■ **WHAT IS EXPECTED**
Give only the number of lines in these records that contain the word "vine".

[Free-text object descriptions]

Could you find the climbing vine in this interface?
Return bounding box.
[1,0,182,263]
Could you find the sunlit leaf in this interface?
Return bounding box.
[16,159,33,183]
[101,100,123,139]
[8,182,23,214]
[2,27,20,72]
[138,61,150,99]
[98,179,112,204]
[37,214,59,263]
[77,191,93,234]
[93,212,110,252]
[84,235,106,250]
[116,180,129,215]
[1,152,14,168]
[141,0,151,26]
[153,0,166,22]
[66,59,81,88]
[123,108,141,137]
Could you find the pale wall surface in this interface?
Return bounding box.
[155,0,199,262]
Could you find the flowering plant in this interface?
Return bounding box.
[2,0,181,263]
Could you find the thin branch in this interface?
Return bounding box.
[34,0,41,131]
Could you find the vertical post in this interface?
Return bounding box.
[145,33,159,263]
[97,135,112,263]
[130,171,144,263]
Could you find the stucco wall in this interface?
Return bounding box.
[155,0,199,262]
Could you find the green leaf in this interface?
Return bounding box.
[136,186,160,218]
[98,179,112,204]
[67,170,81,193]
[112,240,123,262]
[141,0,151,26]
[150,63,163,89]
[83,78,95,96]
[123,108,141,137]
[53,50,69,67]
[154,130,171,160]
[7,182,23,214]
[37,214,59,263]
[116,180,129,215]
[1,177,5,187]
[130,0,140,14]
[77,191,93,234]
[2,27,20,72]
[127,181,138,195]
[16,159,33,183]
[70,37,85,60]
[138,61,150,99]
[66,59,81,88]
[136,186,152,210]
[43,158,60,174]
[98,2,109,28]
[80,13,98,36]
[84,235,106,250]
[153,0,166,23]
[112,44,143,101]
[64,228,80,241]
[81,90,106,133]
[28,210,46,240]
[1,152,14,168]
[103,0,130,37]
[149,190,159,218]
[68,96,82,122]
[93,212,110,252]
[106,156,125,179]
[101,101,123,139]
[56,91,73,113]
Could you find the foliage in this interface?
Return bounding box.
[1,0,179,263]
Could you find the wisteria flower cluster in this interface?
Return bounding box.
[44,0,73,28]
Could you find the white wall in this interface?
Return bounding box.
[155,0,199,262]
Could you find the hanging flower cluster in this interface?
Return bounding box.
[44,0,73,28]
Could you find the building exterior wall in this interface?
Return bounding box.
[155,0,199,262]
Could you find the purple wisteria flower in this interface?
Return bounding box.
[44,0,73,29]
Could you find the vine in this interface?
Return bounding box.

■ **SOLVED EXERCISE**
2